Condividi tramite


Demystifying Activity Scheduling with Azure Data Factory

By Nicholas Revell – Data Platform Solution Architect.

If, like me, you are familiar with scheduling SQL Server Integration Services (SSIS) packages with SQL Server Agent, then you will know that setting up a recurring schedule is a relatively straightforward process.

Things are not so simple with Azure Data Factory. I struggled the first time I had to schedule activities in Azure Data Factory, partly because scheduling is configured in more than one place, but also because I was approaching it with the wrong mindset. If you are in the same situation, then hopefully this blog post will help you.

Before discussing scheduling, let's set some context…

Azure Data Factory

Azure Data Factory is Microsoft's cloud-based data integration service to orchestrate and automate the movement and transformation of data, whether that data resides on-premises or in the cloud. As with all the managed Azure data and analytics services, Azure Data Factory offers the benefits of on-demand provisioning, scalability, and ease of administration.

Pipelines and Activities

At its highest level, an Azure Data Factory is simply a container for a set of data processing pipelines each of which contains one or more activities.

These activities can each take zero or more input datasets and one or more output datasets. All the activities in a single pipeline collectively perform a data processing task and the order and sequencing of activities is implicitly defined when activities are chained by defining the output of one activity as being the input for another activity. This is displayed in the following diagram of a single pipeline.

Similarly, pipelines themselves can be sequenced and ordered by defining the output of one pipeline as the input for another, providing the capability to build complex data processing operations from a sequence of data processing tasks. This is displayed in the following diagram of chained pipelines.

Once the order of execution for pipelines and activities has been defined, the next stage is to schedule the execution of those activities.

Activity Scheduling Concepts

The starting point to understanding how to schedule activities in Azure Data Factory is to understand the concepts behind the following configuration settings: 'active pipeline periods, 'activity schedules', 'activity windows', 'data slices', and 'dataset availability'. You will then need to understand what happens when different components have different schedules. Once you understand these concepts and interrelationships then configuring and troubleshooting activity schedules should be much more straightforward.

Active Pipeline Periods

Starting with the simplest concept: pipelines have start and end dates within which they are active. If you don't define a start and end time for a pipeline then it is not active, which might still be useful while you are developing the pipeline. Once you decide to make it active then you need to give it both a start and end date. If you want it be active indefinitely then set the end date year to 9999.

Example: The following JSON script fragment will create a pipeline that will be active from 17th to 26th April 2016. The active period is defined with the start and end properties that take a date and optional time in ISO format.

════════

■ PROBLEMS AND TASKS ■
1. Answer these questions from the Azure Data Factory scheduling article:
(a) At its highest level, what is an Azure Data Factory?
(b) How many input datasets and how many output datasets can each activity take?
(c) To what year should a pipeline's end date be set for it to stay active indefinitely?
2. Reproduce the passage of the Azure Data Factory scheduling article that begins at the words "Activity Scheduling Concepts" and stops after "much more straightforward.".
3. Pick up the Azure Data Factory scheduling article after its last sentence and keep writing it.

════════

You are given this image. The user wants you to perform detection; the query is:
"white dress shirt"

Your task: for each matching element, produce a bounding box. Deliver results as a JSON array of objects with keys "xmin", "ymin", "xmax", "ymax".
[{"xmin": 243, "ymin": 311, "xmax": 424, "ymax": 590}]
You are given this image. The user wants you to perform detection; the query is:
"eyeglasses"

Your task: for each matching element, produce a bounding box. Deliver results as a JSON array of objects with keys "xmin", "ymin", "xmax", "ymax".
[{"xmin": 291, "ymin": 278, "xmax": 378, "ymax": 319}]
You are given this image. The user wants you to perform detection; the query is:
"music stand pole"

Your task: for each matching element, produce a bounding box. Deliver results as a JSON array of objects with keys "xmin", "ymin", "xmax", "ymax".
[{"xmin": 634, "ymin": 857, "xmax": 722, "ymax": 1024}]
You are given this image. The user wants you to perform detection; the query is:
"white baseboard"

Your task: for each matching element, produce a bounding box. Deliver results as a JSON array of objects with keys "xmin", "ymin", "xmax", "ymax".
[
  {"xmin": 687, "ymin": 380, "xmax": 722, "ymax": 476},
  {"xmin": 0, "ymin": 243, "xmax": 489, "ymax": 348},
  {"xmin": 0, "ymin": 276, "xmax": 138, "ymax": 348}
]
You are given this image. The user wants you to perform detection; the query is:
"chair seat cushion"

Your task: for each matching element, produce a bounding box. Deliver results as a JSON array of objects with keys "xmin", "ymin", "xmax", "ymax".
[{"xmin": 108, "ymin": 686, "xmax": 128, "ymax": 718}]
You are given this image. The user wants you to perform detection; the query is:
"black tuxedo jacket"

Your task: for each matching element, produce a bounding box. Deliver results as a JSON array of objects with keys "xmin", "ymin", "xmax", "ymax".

════════

■ WRITTEN RESPONSES ■
1.
(a) It is a container for a set of data processing pipelines, each of which contains one or more activities.
(b) Each activity can take zero or more input datasets and one or more output datasets.
(c) The end date year should be set to 9999.

2.
Activity Scheduling Concepts

The starting point to understanding how to schedule activities in Azure Data Factory is to understand the concepts behind the following configuration settings: 'active pipeline periods, 'activity schedules', 'activity windows', 'data slices', and 'dataset availability'. You will then need to understand what happens when different components have different schedules. Once you understand these concepts and interrelationships then configuring and troubleshooting activity schedules should be much more straightforward.

3.
{"name": "DemoPipeline","properties": {"description": "Demo pipeline with single copy activity to demonstrate activity scheduling","activities": […], "start": "2016-04-17T00:00:00Z", "end": "2016-04-26T00:00:00Z", "pipelineMode": "Scheduled" }}

 

The pipelineMode property must be set to "Scheduled" to set up a recurring schedule. The alternative value for this property is "OneTime" which will execute the pipeline once. It is not necessary to set a start and end date for a one-time pipeline but it will just default the start time to the deployment time and the end time to 24 hours later.

A pipeline is always active between the start and end dates unless it is paused. However, being active does not mean the pipeline is constantly running because it is the activities within a pipeline that are executed on a scheduled basis and incur the costs. Azure Data Factory pricing is based on monthly charges for activities based on their frequency and data movement. There is a nominal monthly charge for an inactive pipeline but it is currently less than $1.

Pipelines can be paused or suspended with the option of terminating any running activities or letting them complete. Once a paused pipeline is resumed then any pending activities that were scheduled to execute during the paused period will still be executed assuming the pipeline is still active.

Activity Schedules

Every activity, whether it performs a data movement or transformation task, has its own schedule that determines how frequently the activity runs. This is configured as a frequency (which can be Minute, Hour, Day, Week, Month) and an interval, which is a multiplier for the frequency. If the frequency is set to 'Minute' then it is recommended that the interval is not less than 15.

Example: The following JSON script fragment will add a Copy Activity to our pipeline that will run once a day during the active period and copy the day's order details from a SQL database to Blob storage. The activity schedule is defined with the frequency and interval properties in the scheduler section.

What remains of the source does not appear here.